··· Document passage

That appears to be the case, with the Bears -- 5-3 -- in an ideal position to seize back control of the NFC North, with the first-place Green Bay Packers on the shelf this week because of a bye. The club pointed to the importance of gaining momentum with a win after its own bye, which was used to correct several issues.

Still, the club knows it didn't fix everything.

"The bye week wasn't what we expected, but we highlighted some areas -- it was pretty well documented what they were -- and for the most part, we took a little bit of a step," tight end Greg Olsen said. "For this final stretch with the teams we're playing, we have to continue to improve each week. That's going to be our focus when we get back to practice Wednesday, learning from yesterday and getting ready for a huge home game against a division rival."

At the halfway point of the season, we take a quick position-by-position look at the Bears:


Jay Cutler gave the team a Week-1 deadline to master the complicated scheme of offensive coordinator Mike Martz. But clearly multiple extensions were in order. The break-in period for the new offense has come and gone.

It's time now for production, which starts with No. 6.

"Everyone is getting more and more comfortable with the system, and how to line up, and our motions are more crisp, and guys are just getting into a rhythm," Cutler said.

Although he produced a near error-free ballgame -- only one turnover and a passer rating of 97.6 -- against the Bills, Cutler still shows slight hints of distrust in the system, which translates into hesitation at the top of his drop that throws off the timing of the entire offense. Cutler also continues to throw off his back foot, and make a few questionable decisions.

Moving forward, Cutler won't be able to eliminate all the kinks in his game. But he'll need to refine some of them, while playing with more trust in Martz's system for the offense to reach its capabilities.

······

## What you need to do
1: Using the article on the Bears at midseason, answer these:
(a) What is the Bears' record?
(b) Which team is off this week because of a bye?
(c) What passer rating did Cutler post against the Bills?
2: Continue the article on the Bears at midseason from the point where it stops.

··· Entries supplied

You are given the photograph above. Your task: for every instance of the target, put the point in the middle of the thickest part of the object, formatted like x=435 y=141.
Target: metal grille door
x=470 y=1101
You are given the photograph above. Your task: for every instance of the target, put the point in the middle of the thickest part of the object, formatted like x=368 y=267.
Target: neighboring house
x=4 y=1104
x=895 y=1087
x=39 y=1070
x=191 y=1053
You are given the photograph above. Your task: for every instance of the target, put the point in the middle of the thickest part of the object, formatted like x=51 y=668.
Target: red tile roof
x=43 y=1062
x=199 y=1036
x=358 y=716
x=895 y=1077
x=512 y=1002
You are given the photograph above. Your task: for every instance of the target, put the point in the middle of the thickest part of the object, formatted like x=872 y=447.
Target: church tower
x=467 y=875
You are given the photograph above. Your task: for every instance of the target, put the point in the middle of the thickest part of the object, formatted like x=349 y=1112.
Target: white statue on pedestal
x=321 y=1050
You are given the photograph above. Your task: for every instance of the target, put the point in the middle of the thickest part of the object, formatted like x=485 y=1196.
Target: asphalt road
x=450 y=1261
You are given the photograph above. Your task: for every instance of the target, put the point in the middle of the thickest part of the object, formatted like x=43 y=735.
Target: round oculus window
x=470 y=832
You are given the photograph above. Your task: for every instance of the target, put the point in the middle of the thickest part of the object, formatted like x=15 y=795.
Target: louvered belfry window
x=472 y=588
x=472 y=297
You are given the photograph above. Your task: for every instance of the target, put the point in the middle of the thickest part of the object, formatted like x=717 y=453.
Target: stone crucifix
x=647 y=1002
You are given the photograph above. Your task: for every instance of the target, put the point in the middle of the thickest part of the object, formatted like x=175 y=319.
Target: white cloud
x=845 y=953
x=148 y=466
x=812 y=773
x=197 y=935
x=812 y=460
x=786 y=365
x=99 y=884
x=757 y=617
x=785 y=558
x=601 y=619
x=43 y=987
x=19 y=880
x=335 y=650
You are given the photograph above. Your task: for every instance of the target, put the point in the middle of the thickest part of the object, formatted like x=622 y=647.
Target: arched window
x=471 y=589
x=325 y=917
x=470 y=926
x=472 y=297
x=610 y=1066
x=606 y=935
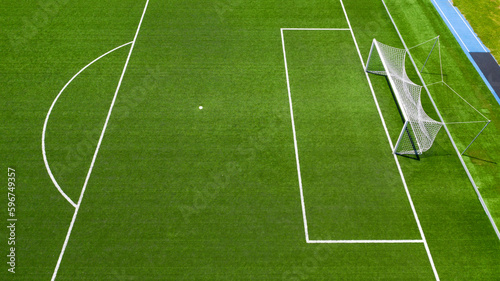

······

## Answers to the tasks
1:
(a) 5-3
(b) The Green Bay Packers
(c) 97.6

2:
Running back

The team can point to only one signature game -- Carolina -- all season for running backs Matt Forte and Chester Taylor. Such production won't cut it when the Bears start to rely on the rushing attack in the coming weeks as the temperature starts to drop and affect the passing game.

"We need to run to control the clock, keep the other offense off the field, and help our passing game go," Forte said. "When we get back to Chicago for those home games, it's going to be too cold to throw the ball a lot."

Forte and Taylor have each run for more than 43 yards in the same game only once -- Carolina -- all season. While it's not expected for the duo to put up 100 yards apiece on a weekly basis, Forte and Taylor need to put forth a significant enough of a contribution for the Bears to show real commitment to the rushing attack.

Chicago did that against the Bills -- the league's worst at stopping the run -- but each of the Bears' next three opponents -- Minnesota, Miami and Philadelphia -- rank in the top half of the league in run defense. All but one -- the New York Giants -- of the club's previous eight opponents currently rank 18th or worse against the run.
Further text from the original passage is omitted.